>> Start
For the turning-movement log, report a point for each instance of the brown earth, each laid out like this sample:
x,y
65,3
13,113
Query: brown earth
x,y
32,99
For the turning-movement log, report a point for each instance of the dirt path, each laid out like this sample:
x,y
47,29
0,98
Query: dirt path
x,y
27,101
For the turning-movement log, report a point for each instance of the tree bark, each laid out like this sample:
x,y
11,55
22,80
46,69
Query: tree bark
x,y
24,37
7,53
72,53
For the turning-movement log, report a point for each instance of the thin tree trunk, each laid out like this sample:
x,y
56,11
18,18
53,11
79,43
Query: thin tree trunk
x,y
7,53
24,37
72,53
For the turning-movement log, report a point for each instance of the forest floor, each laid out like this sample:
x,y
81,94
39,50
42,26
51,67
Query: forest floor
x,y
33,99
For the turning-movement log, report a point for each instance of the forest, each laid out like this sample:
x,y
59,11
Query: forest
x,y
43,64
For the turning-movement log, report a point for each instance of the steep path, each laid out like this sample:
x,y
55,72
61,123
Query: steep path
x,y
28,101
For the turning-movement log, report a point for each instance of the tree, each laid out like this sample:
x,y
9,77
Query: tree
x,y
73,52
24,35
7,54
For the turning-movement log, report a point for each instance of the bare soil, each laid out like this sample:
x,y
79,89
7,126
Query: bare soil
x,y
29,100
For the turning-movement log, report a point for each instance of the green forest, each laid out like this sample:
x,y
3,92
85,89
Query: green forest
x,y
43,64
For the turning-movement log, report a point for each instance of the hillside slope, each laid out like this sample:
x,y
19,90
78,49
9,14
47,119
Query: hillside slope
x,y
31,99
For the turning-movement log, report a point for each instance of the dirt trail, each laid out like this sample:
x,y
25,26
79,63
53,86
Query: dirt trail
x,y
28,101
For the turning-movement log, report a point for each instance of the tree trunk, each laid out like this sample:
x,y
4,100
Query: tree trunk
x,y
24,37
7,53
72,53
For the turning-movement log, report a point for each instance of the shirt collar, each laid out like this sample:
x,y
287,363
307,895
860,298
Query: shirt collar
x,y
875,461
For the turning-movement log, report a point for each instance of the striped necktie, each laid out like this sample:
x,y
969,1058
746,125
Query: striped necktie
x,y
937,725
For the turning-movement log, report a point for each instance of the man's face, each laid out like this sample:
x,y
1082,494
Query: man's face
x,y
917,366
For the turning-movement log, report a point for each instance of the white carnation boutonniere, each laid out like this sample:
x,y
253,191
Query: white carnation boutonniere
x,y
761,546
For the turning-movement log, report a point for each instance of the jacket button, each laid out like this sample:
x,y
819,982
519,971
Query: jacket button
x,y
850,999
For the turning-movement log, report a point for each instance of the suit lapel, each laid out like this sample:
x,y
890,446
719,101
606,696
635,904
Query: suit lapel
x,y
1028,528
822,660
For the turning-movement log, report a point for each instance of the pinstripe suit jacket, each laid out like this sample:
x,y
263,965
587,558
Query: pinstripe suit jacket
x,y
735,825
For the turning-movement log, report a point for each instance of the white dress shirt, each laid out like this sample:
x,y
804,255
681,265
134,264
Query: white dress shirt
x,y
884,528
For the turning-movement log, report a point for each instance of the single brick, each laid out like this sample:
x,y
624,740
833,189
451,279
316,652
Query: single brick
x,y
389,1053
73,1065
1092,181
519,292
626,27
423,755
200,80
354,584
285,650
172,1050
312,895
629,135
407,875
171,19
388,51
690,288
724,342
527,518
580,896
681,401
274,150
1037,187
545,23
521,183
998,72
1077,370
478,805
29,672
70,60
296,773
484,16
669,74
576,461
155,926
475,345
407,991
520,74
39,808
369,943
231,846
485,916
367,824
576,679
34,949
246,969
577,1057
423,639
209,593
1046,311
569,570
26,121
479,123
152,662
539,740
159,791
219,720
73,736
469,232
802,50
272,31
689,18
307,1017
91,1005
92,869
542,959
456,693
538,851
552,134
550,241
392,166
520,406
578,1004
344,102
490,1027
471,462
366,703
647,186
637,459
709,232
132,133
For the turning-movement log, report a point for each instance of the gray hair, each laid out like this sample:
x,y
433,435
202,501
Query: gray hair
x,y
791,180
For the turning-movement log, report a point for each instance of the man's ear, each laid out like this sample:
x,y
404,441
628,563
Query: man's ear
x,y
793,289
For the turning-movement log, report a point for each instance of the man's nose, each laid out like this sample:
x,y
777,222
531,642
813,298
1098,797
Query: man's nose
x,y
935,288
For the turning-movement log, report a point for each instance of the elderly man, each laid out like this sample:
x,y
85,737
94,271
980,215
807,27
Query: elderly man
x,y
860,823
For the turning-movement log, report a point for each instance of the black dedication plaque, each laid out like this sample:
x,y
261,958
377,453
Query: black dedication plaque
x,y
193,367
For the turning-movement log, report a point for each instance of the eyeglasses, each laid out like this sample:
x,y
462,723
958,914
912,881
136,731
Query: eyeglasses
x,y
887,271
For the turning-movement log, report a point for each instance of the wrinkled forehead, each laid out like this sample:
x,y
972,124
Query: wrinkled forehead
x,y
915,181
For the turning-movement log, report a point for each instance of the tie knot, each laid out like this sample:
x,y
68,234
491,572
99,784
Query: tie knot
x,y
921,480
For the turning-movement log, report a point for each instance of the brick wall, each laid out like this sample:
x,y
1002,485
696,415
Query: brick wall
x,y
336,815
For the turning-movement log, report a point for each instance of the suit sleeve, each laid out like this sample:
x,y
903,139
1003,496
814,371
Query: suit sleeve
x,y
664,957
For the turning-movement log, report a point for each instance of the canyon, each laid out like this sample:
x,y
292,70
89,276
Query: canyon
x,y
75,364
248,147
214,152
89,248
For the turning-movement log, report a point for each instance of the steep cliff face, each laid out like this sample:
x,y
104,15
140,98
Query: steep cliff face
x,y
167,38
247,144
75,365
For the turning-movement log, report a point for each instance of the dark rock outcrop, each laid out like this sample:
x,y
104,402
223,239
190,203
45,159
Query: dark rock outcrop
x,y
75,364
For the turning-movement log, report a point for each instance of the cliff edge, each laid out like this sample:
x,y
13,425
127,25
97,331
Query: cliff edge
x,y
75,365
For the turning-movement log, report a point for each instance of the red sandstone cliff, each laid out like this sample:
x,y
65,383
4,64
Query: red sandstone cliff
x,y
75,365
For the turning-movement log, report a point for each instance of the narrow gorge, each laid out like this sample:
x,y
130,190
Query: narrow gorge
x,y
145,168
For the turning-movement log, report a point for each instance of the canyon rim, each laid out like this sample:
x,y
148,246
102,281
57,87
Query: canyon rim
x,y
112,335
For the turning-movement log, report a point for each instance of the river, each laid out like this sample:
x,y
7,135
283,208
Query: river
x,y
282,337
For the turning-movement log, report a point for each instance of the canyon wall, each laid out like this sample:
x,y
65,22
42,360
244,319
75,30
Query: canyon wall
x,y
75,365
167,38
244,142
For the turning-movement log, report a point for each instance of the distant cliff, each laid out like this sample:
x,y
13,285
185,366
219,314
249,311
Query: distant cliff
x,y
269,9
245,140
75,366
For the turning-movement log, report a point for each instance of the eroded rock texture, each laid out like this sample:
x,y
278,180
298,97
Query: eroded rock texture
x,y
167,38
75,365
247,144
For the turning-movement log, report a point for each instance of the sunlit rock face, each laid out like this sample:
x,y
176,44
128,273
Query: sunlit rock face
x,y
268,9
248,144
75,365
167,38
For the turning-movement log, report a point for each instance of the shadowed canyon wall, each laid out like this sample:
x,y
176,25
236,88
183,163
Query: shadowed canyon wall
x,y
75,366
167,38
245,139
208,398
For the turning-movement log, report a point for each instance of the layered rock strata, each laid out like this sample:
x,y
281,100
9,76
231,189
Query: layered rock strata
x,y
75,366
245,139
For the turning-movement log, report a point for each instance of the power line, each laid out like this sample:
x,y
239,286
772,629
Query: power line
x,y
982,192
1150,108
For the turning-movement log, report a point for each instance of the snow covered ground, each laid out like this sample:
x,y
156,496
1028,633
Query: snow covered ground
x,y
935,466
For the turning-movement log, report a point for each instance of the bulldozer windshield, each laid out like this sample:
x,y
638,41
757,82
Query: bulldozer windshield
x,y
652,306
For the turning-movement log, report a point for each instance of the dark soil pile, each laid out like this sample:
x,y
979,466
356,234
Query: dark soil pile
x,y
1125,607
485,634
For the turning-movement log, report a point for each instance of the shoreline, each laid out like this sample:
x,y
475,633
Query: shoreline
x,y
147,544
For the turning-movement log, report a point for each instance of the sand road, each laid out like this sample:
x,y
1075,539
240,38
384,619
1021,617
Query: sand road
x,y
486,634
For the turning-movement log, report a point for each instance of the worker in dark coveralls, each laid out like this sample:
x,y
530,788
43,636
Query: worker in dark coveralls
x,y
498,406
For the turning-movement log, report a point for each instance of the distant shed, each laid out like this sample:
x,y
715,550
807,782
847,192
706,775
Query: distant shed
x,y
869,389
>> End
- **Problem details**
Print again the material above, limited to the lines from the one holding "of the bulldozer" through the last, inclusive.

- **Result for this task**
For the turning-movement log, report a point for each instance of the bulldozer windshield, each laid out like this sample:
x,y
638,41
757,82
Query: bulldozer windshield
x,y
652,306
For the turning-movement log, report a point for each instance of the dark soil pile, each laid out like this sample:
x,y
979,466
356,234
Query: dark soil pile
x,y
1125,607
485,634
For the turning-movement log, report a point for each instance of the shoreline, each laid out like this sample:
x,y
475,633
Query: shoreline
x,y
147,544
For the turning-movement log, report a point for each instance of the sand road, each laid out like this sample:
x,y
1075,539
240,38
384,619
1021,617
Query: sand road
x,y
486,634
For the turning-movement log, report a point for each instance of the worker in dark coveralls, each laid out like this sample:
x,y
530,788
43,636
Query: worker in dark coveralls
x,y
498,406
For the turning-movement log, report a point for each instance of the distant shed, each laid out like this sample:
x,y
715,550
807,782
847,192
706,775
Query: distant shed
x,y
869,389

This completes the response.